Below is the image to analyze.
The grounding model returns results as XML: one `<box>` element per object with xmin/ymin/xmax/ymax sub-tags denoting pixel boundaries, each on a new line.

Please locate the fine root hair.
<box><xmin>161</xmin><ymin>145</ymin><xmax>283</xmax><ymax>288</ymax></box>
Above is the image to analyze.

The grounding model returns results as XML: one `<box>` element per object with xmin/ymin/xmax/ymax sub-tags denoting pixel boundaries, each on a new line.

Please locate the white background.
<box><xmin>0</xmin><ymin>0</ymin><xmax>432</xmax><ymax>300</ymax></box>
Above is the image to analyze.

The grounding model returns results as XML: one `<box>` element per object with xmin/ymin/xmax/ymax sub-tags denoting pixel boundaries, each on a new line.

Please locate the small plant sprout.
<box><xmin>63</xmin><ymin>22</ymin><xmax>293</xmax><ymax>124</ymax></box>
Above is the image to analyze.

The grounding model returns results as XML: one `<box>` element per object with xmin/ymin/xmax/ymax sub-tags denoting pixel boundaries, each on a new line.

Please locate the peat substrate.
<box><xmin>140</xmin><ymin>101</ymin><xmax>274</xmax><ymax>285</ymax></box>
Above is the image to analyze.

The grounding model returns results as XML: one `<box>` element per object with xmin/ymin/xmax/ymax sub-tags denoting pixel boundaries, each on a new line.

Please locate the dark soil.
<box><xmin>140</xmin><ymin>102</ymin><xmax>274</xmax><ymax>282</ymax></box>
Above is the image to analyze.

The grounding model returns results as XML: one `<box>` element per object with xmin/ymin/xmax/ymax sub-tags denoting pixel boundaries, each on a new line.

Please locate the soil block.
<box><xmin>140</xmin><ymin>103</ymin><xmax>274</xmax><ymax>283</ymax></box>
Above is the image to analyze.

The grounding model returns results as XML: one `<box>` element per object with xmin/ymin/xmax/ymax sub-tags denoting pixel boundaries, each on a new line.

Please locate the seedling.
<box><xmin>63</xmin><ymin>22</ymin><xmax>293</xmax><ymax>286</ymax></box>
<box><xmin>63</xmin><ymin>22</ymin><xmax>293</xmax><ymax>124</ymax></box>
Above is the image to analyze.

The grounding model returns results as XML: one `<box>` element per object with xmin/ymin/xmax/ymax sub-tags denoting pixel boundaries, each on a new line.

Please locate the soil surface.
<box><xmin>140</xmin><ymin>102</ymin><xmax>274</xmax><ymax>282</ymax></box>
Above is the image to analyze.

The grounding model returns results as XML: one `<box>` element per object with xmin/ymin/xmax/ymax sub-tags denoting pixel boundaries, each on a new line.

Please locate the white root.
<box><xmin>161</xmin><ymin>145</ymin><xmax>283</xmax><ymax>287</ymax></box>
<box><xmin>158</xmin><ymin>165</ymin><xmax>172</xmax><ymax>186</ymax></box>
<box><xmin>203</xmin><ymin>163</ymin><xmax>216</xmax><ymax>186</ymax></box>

━━━━

Report each line of the material above in which the word "root" appears, copying every such line in full.

Please locate the fine root hair.
Please locate the white root.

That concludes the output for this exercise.